### [AUFGABEN]
1. Beantworten Sie anhand des Textes über das studentische Dachprojekt:
(a) Welchen Platz erreichte das Team im Wettbewerb, und wie viele Plätze gab es insgesamt?
(b) Wie hoch schätzt Jänicke die Kosten bei einer Serienfertigung?
(c) Wo will die TU das Rooftop wieder aufbauen?
2. Schreiben Sie den Text über das studentische Dachprojekt im Anschluss an seinen letzten Satz weiter.

### [QUELLENAUSZUG]
________________________________________

Am Ende waren neben angehenden Architekten, Energieexperten und Designern auch Handwerker der Knobelsdorff-Schule im Einsatz. „Es gibt jeweils ein Bodenmodul, ein Deckenmodul und dazwischen Fensterrahmen auf beiden Seiten. Außen ist der Heberahmen mit der faltbaren Fassade, auf dem sind Solarmodule angebracht.“ Bei Wettbewerb erreichten sie immerhin den Vierten von 20 Plätzen.

Doch danach landete das Fertigdach indes in der Lagerhalle. „Interessenten gibt es immer wieder“, berichtet Jänicke. Aber viele würden sich einen Dachausbau durch ein studentisches Projekt leichter vorstellen. Die Kosten bei einer Serienfertigung schätzt er auf circa 250.000 Euro. Immerhin hat die TU nun beschlossen, das Rooftop auf ihrem Gelände in Charlottenburg wieder aufzubauen. Das haben die Studenten den guten Abschneiden im Wettbewerb und dem Einsatz von Christoph Nytsch-Geusen, Professor im Studiengang Architektur der UdK, zu verdanken.

________________________________________

### [DATENAUSZÜGE]
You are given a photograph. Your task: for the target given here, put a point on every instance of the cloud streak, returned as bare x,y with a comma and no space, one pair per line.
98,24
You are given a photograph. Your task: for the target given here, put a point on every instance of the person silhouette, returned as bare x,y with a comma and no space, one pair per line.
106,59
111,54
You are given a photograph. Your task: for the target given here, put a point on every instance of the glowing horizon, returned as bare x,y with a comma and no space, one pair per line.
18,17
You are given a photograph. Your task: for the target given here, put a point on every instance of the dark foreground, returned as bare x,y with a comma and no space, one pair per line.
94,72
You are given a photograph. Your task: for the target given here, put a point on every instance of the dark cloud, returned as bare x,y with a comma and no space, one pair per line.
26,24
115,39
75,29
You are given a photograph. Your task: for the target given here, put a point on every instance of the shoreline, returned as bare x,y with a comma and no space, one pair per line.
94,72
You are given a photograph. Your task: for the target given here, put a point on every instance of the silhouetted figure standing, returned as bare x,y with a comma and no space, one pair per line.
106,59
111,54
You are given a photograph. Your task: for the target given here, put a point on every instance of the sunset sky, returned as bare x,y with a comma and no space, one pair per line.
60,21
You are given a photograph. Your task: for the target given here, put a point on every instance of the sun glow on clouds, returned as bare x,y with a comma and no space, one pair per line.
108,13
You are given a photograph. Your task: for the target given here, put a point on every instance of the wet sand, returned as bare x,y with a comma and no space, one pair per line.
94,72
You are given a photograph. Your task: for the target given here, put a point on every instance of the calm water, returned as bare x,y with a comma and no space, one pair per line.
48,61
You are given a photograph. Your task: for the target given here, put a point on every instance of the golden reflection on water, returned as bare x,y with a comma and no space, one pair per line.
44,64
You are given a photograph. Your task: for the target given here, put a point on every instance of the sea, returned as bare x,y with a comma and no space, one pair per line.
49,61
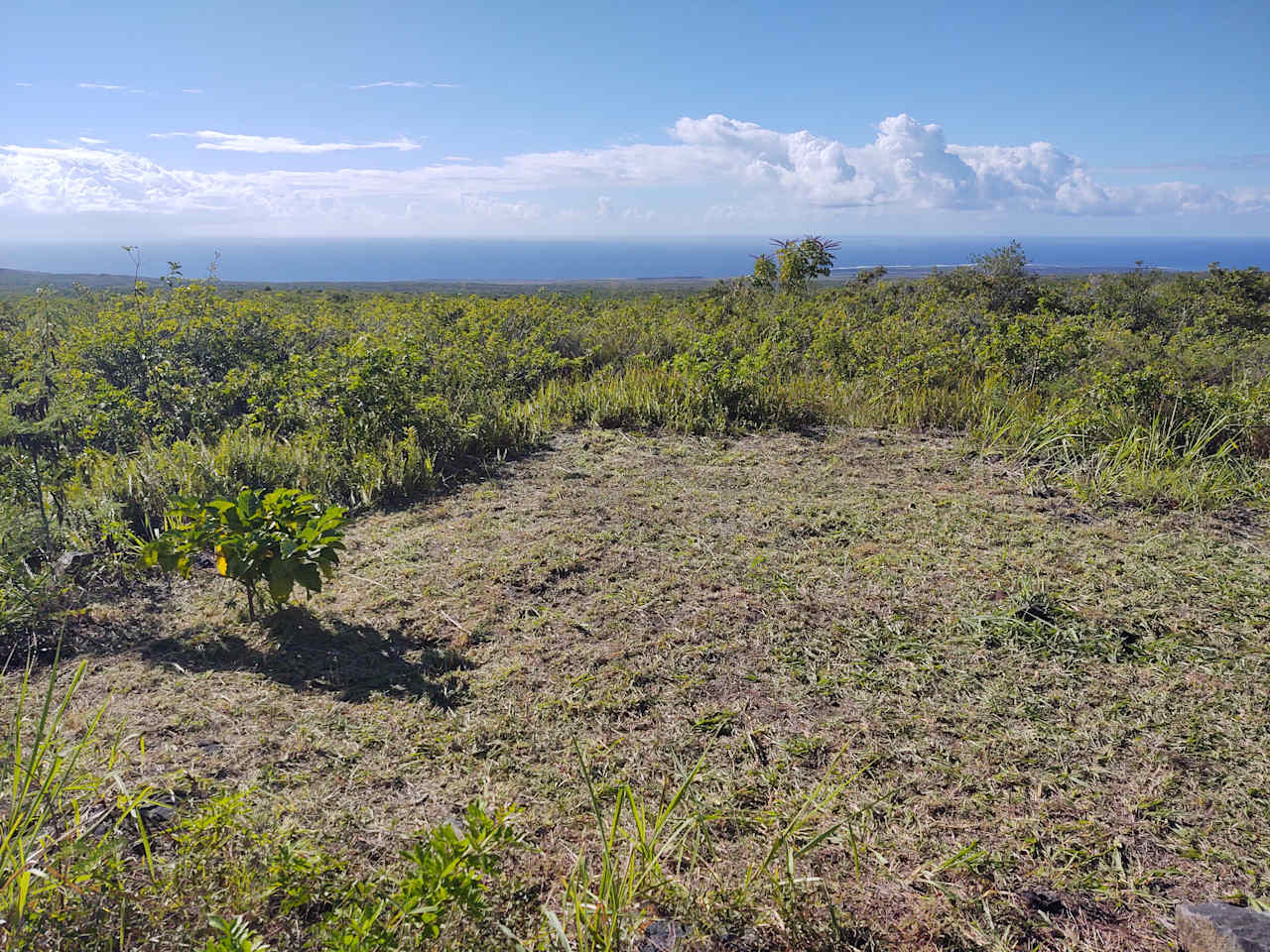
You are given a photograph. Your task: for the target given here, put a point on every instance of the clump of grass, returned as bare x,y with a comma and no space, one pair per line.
60,812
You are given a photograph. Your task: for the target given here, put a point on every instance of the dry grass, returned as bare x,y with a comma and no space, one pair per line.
1060,712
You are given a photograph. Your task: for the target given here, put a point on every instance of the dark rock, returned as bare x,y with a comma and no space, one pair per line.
1219,927
71,562
663,936
157,816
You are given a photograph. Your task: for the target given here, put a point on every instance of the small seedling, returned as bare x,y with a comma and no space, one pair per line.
281,538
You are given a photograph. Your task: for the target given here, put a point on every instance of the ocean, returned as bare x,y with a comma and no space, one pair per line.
603,259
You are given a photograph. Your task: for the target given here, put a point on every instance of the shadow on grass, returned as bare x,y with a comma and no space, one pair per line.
312,653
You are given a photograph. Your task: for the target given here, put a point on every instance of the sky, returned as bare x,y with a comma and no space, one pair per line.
572,119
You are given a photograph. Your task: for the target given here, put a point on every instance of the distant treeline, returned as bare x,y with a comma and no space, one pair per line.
1142,385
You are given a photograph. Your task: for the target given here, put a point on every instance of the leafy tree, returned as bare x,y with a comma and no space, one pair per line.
799,263
33,422
1005,276
766,273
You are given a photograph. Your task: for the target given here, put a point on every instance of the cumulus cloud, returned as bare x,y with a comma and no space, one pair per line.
234,143
908,167
381,84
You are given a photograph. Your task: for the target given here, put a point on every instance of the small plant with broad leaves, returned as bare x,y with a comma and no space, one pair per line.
234,936
278,538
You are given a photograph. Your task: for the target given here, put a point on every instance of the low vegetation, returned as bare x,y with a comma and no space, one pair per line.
879,615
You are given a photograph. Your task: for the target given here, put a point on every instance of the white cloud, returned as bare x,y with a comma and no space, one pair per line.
232,143
381,84
407,84
716,169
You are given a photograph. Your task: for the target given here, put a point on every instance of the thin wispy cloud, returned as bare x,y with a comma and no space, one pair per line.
400,84
908,167
407,84
1228,163
234,143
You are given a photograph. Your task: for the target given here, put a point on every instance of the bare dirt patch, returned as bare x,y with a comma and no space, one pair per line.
783,603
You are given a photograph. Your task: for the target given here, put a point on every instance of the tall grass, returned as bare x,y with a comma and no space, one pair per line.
59,811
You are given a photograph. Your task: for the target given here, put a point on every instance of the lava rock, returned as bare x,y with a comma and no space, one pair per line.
71,562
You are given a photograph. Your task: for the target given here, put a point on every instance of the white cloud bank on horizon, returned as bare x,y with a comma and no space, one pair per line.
908,167
232,143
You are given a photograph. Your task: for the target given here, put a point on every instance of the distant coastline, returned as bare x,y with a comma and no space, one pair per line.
681,263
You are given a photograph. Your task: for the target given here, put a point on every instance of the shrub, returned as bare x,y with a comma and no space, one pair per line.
282,537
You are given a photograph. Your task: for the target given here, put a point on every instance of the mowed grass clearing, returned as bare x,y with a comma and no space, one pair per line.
1055,719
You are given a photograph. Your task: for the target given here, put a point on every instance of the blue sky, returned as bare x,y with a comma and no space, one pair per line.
658,118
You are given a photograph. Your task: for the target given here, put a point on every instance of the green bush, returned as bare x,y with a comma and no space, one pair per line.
278,538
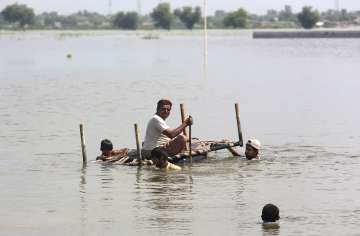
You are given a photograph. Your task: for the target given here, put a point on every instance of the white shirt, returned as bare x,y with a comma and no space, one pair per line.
154,136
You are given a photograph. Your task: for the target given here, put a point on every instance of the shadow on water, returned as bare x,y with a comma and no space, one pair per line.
83,200
165,199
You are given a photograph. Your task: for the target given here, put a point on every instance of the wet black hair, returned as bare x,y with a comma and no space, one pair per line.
270,213
163,102
106,145
160,154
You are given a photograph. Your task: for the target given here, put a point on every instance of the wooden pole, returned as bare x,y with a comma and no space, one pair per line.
83,147
238,125
182,111
190,156
205,35
138,147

________________________________________

### [LÖSUNGEN IM EINZELNEN]
1.
(a) Den vierten von 20 Plätzen.
(b) Auf circa 250.000 Euro.
(c) Auf ihrem Gelände in Charlottenburg.

2.
Im nächsten Jahr soll es so weit sein. Dann will die Uni dort das Materialverhalten und die Kombination vom Wärmepumpen und Motoren, die für das Verstellen der Photovoltaikanlage zuständig sind, auf längere Zeit erforschen. Am Lehrstuhl sind bereits Seminare in Planung. Auch das Studententeam hat sich etwas einfallen lassen: „Wir gründen einen Verein“, sagt Jänicke. Sie haben vor, ihr wiederaufgebautes Rooftop zu nutzen, um anderen Studenten zu erklären, wie man ein freies Projekt an der Universität ansiedelt.